(Source data)

§

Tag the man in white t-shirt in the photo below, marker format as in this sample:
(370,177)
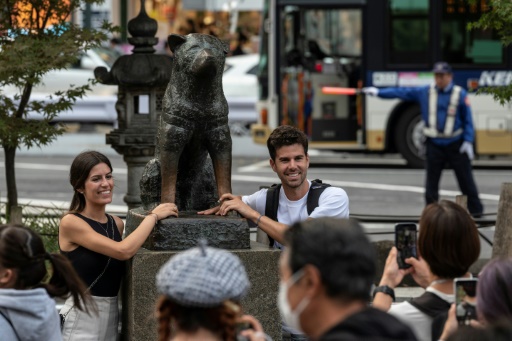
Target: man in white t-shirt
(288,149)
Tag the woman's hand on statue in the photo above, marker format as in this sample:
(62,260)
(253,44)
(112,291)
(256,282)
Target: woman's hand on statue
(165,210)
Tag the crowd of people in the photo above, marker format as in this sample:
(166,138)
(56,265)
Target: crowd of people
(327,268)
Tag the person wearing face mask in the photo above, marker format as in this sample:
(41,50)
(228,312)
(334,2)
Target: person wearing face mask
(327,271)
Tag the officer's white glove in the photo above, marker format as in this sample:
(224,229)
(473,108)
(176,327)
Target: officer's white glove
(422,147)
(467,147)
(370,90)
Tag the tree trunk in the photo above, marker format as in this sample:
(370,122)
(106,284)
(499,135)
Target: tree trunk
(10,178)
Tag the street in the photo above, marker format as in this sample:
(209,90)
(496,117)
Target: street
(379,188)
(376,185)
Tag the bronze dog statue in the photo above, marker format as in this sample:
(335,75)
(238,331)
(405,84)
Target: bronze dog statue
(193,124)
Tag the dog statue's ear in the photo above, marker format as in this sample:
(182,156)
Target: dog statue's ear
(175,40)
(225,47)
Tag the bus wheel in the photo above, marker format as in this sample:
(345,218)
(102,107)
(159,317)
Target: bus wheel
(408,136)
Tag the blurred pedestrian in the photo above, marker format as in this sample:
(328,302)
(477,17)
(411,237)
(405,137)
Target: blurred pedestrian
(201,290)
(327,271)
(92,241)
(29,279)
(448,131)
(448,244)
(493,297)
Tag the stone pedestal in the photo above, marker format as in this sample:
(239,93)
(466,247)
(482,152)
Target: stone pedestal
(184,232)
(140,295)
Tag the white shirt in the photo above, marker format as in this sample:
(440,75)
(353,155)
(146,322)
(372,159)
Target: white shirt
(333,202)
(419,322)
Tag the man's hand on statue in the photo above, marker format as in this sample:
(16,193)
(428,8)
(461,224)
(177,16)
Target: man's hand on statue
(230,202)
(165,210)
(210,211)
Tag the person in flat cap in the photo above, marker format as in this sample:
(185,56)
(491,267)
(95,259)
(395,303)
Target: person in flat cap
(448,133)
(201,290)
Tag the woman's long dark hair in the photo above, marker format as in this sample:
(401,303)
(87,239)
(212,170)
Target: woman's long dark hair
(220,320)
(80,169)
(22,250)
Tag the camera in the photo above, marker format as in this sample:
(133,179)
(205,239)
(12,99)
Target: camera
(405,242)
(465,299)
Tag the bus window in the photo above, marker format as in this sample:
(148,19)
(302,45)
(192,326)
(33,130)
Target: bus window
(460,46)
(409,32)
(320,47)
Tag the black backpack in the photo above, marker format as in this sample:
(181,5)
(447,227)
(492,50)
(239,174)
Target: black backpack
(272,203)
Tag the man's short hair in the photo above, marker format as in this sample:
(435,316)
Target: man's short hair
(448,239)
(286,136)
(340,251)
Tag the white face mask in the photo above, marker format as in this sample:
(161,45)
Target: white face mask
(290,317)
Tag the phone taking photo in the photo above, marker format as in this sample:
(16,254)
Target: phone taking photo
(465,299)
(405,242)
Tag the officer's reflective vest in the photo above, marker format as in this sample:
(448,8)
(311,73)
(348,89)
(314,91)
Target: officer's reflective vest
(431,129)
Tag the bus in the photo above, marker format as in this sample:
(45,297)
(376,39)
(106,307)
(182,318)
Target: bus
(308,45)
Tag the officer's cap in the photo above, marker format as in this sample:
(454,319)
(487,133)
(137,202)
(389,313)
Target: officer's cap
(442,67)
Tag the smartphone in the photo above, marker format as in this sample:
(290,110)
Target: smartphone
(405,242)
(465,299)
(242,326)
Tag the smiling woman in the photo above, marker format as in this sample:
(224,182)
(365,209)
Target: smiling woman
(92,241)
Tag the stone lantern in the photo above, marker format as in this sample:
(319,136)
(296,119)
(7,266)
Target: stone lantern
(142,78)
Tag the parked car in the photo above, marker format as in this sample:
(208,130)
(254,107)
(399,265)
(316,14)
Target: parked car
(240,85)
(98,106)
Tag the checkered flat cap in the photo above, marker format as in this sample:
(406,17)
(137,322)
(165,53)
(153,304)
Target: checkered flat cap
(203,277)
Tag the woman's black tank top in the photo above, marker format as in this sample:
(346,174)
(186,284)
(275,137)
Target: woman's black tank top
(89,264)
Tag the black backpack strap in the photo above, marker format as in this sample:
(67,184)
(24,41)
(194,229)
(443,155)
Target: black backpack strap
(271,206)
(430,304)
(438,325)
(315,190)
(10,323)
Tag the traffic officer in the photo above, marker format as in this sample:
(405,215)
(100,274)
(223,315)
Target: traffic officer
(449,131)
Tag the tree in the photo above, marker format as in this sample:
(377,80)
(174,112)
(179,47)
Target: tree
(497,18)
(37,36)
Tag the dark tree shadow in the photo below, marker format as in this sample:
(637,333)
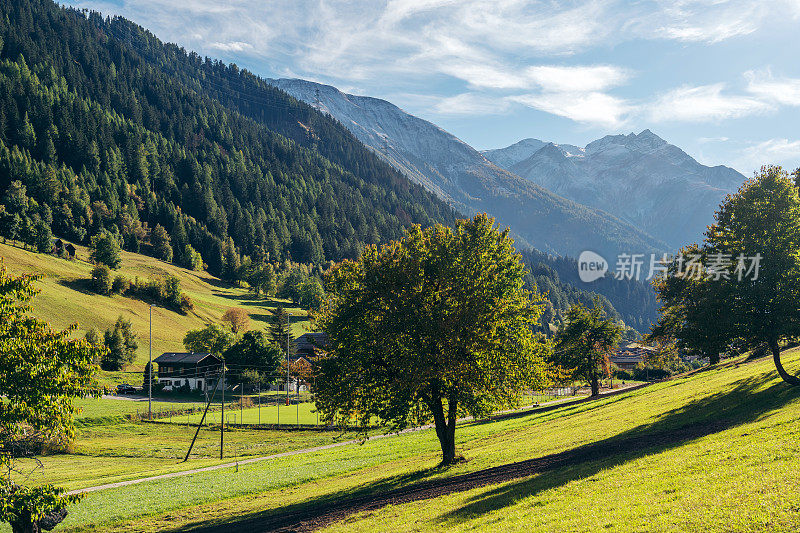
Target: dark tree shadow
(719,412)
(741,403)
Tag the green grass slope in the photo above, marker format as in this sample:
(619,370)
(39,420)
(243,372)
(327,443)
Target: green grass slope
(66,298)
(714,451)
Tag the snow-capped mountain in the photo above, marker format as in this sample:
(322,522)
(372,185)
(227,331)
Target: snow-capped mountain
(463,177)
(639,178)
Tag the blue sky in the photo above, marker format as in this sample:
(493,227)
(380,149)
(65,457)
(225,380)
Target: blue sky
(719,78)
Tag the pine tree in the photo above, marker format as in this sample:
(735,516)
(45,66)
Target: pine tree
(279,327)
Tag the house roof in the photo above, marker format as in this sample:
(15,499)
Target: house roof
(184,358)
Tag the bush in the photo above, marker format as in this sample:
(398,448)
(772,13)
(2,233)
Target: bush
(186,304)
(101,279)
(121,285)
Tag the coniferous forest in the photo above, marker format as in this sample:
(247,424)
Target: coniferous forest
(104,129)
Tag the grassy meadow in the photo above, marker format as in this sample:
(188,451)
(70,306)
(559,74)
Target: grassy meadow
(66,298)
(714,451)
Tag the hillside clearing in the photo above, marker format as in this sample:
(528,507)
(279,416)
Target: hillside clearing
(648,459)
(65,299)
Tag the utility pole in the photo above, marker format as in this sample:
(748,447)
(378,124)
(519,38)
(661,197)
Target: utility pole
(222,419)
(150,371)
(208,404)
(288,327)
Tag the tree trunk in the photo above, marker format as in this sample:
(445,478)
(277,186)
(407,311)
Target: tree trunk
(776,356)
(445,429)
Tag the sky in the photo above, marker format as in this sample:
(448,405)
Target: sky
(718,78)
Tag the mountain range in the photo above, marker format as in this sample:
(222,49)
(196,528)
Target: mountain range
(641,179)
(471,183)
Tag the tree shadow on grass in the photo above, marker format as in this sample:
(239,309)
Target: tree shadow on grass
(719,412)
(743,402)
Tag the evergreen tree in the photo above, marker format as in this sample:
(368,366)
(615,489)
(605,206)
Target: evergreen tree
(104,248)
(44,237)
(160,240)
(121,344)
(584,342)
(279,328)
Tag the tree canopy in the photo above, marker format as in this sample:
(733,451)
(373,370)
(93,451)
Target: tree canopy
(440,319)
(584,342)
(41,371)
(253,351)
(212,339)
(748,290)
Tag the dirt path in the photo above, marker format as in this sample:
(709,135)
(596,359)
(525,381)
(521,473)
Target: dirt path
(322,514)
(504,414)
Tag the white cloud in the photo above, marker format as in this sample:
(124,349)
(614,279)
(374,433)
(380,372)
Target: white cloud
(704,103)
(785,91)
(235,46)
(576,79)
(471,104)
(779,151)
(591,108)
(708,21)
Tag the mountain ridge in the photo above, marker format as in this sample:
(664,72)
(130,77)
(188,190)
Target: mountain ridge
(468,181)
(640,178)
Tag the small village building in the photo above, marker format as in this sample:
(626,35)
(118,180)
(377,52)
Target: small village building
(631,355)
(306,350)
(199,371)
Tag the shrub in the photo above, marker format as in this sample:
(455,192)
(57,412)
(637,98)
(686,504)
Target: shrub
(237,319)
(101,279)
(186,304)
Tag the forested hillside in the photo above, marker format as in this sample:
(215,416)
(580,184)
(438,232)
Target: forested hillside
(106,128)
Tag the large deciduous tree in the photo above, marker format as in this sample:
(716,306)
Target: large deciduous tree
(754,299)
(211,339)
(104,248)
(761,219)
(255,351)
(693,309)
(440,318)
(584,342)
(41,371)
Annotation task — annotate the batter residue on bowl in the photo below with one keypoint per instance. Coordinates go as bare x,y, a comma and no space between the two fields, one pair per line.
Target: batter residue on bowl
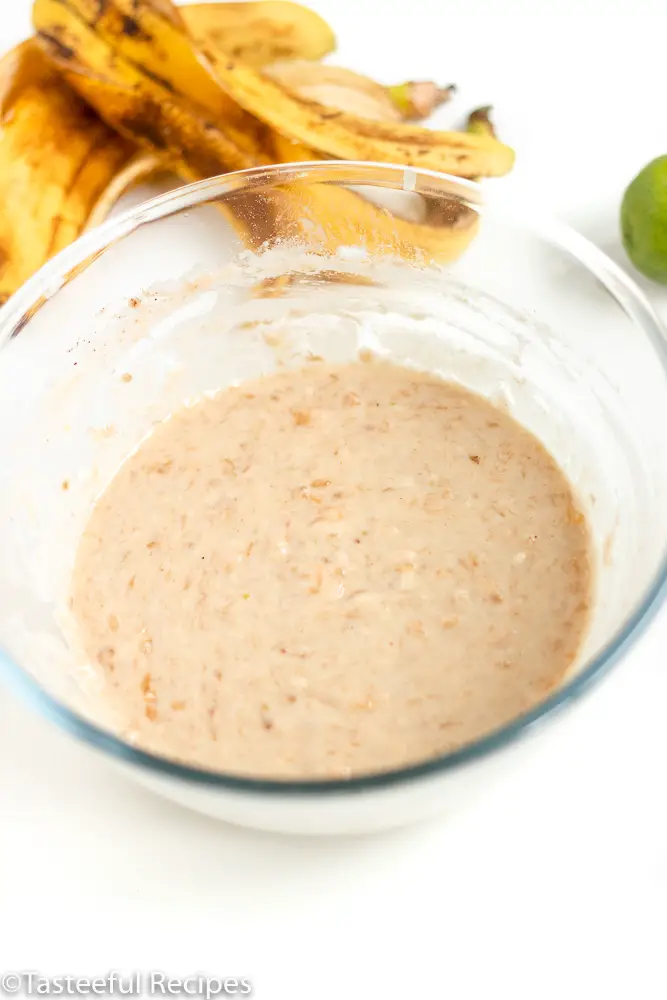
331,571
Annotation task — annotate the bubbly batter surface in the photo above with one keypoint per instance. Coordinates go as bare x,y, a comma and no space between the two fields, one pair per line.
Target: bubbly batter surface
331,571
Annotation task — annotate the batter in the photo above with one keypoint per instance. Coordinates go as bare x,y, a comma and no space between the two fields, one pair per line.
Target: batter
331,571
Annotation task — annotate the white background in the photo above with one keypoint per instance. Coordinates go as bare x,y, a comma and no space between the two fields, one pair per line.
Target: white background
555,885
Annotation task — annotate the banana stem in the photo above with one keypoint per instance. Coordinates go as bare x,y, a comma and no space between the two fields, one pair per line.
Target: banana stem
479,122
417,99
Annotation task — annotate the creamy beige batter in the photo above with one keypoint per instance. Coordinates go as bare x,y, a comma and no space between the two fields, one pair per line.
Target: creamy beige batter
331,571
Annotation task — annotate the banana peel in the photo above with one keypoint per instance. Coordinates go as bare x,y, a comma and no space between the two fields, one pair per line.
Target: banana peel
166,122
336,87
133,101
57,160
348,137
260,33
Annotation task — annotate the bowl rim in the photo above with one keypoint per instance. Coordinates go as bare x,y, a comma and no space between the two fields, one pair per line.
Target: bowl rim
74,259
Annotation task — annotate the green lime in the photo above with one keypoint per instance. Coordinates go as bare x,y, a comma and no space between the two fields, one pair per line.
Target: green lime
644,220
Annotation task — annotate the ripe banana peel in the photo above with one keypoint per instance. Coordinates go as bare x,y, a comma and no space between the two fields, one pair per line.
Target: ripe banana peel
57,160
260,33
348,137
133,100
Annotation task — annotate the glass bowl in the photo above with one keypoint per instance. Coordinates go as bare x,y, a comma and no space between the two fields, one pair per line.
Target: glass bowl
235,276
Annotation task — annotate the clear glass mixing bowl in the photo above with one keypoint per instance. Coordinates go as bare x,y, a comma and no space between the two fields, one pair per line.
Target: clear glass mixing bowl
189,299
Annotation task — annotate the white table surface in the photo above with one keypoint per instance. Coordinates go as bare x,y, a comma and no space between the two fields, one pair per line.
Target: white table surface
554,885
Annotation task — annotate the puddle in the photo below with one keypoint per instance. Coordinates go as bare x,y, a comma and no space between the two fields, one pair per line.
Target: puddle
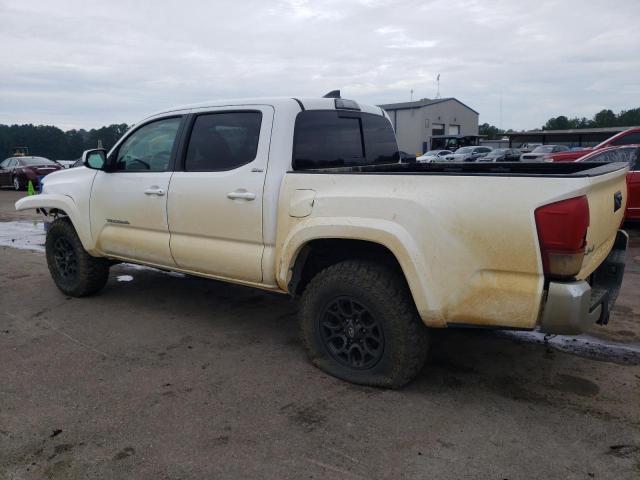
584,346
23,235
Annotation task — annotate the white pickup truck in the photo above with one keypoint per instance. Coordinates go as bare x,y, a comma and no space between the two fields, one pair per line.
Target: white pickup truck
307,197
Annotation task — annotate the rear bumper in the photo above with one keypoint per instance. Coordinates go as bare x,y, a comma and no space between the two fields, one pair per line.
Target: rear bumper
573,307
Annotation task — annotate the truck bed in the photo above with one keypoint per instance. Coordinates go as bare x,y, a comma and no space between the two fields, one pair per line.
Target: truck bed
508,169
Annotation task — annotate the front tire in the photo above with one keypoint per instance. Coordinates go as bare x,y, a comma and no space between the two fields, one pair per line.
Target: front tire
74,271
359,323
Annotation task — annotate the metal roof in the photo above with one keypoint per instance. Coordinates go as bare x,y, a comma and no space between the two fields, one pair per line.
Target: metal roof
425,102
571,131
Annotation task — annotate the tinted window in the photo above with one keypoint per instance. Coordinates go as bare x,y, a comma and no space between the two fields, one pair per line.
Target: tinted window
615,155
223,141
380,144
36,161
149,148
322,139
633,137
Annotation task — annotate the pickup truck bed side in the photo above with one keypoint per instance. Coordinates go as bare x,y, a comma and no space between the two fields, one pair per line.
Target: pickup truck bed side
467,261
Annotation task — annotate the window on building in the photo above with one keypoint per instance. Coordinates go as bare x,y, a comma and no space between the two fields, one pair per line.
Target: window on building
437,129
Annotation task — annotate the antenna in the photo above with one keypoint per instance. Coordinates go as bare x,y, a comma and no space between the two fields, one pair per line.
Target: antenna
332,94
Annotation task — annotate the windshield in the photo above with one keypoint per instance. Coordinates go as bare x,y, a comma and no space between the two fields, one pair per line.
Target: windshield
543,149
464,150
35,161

§

**What is asked**
Repeat the lines from the one containing "Annotation task — annotate the antenna" through the end of the listing, exactly and without any other lines; both ends are included.

**Final answer**
Annotation task — annotate the antenna in the photo above with one keypoint per instance. Coordinates go as bare x,y, a comma and no space between the two fields, one pair per line.
Target: antenna
332,94
Annotation task — annotate the windshield in the photo above with one keypoint per instance. Coordinates go as bare x,y, a comma and no space between the two fields, one pair per line.
Target: windshield
543,149
464,150
35,161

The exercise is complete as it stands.